WRITTEN PROBLEM » Render all of the data below as a numbered list, leaving out any blank lines.

GIVEN ENTRIES »
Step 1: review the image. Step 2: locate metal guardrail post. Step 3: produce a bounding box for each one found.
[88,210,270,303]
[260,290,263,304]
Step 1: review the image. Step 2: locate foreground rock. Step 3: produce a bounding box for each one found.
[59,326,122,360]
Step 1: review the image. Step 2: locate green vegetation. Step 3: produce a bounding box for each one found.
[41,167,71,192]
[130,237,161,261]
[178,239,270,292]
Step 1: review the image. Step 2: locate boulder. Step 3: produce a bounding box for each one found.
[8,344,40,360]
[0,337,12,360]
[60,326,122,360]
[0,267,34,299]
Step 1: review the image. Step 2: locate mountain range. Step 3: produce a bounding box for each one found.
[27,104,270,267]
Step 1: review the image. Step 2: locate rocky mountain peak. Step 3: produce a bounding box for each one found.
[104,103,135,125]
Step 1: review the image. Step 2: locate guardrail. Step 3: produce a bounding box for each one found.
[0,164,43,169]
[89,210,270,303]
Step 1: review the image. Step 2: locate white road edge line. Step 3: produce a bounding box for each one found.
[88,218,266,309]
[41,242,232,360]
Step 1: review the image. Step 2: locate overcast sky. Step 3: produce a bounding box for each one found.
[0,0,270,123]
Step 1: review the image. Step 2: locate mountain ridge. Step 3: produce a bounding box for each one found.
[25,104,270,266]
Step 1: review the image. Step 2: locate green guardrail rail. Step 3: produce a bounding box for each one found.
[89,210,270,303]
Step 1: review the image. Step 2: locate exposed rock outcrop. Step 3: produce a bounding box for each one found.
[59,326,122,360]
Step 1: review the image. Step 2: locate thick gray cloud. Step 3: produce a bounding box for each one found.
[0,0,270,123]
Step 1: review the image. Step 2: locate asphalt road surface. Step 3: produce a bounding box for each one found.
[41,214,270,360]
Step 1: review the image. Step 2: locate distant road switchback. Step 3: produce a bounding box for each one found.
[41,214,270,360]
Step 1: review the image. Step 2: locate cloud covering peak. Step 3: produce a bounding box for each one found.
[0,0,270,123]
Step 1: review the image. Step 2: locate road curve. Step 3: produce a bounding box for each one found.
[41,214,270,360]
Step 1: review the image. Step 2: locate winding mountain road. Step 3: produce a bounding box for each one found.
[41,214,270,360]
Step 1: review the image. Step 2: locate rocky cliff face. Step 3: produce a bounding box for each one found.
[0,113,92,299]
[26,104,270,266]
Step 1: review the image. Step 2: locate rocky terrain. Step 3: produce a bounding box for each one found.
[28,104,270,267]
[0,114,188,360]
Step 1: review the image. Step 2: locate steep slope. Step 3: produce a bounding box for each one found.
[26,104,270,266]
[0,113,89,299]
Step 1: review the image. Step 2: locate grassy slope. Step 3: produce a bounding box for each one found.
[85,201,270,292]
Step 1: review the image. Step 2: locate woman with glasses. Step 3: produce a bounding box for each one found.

TASK SOLUTION »
1. Step 1: review the image. Step 2: locate metal guardrail post. Step 3: produce a bounding box for each one found.
2. [88,210,270,303]
3. [260,290,263,304]
4. Step 1: review the image. Step 2: locate foreground rock. Step 3: produce a bounding box for each one found.
5. [59,326,122,360]
6. Step 1: review the image. Step 2: locate green vegetation. Step 3: produce a bounding box for each one found.
7. [41,167,71,192]
8. [130,237,161,261]
9. [178,239,270,292]
10. Step 1: review the image. Step 2: locate boulder. Step 3: produce a bounding box for each one found.
11. [8,344,40,360]
12. [0,337,12,360]
13. [60,326,122,360]
14. [0,267,34,299]
15. Step 1: review the image. Step 2: locate mountain range. Step 3: produce a bounding box for each one found.
16. [27,104,270,267]
17. Step 1: review the image. Step 2: locate rocky mountain peak. Step 3: produce a bounding box for each one found.
18. [104,103,135,125]
19. Step 1: review the image. Step 2: locate guardrail. Step 3: produce a bounding box for each one found.
20. [0,164,43,169]
21. [89,210,270,303]
22. Step 1: review the image. Step 2: locate white road edge line. Step 3: produce a bounding box for each one found.
23. [88,218,266,309]
24. [41,242,232,360]
25. Step 1: review the image. Step 2: locate overcast sky. Step 3: produce a bounding box for each one found.
26. [0,0,270,123]
27. Step 1: review the image. Step 2: locate mountain ridge. Step 3: produce a bounding box for each one found.
28. [25,104,270,266]
29. Step 1: review the image. Step 2: locate green guardrail rail. Step 3: produce a bounding box for each one found.
30. [89,210,270,303]
31. Step 1: review the image. Step 2: locate exposed rock outcrop. Step 3: produce a bounding box for each one found.
32. [59,326,122,360]
33. Step 1: review the image. Step 2: locate thick gray cloud. Step 3: produce a bounding box for each one found.
34. [0,0,270,123]
35. Step 1: review the image. Step 2: locate asphalt road surface. Step 3: produce a bounding box for each one found.
36. [41,214,270,360]
37. Step 1: review the image. Step 2: locate distant road switchback. Step 3: produce a bounding box for each one found.
38. [41,214,270,360]
39. Step 1: review the image. Step 2: locate cloud covering peak. Step 3: produce a bounding box for each one found.
40. [0,0,270,123]
41. Step 1: review the image. Step 2: locate road curve. Step 3: produce a bounding box for each one found.
42. [41,214,270,360]
43. Step 1: review the image. Step 2: locate winding mountain road. Step 3: produce a bounding box for each one found.
44. [41,214,270,360]
45. Step 1: review the image. Step 2: locate rocky cliff face. Step 3: produce a bounding box for each one found.
46. [0,113,92,299]
47. [26,104,270,266]
48. Step 1: review the image. Step 2: locate rocky terrain. Step 3: produce a bounding box for each one found.
49. [28,104,270,267]
50. [0,114,188,360]
51. Step 1: review the image. Step 2: locate steep slope. Step 3: produce a bounding box for each one found.
52. [26,104,270,266]
53. [0,113,89,299]
54. Step 1: review the image. Step 2: locate grassy slope. Step 3: produce a bounding box for each one found.
55. [85,201,270,292]
56. Step 1: review the image. Step 2: locate woman with glasses. Step 3: produce a bounding box for each one found.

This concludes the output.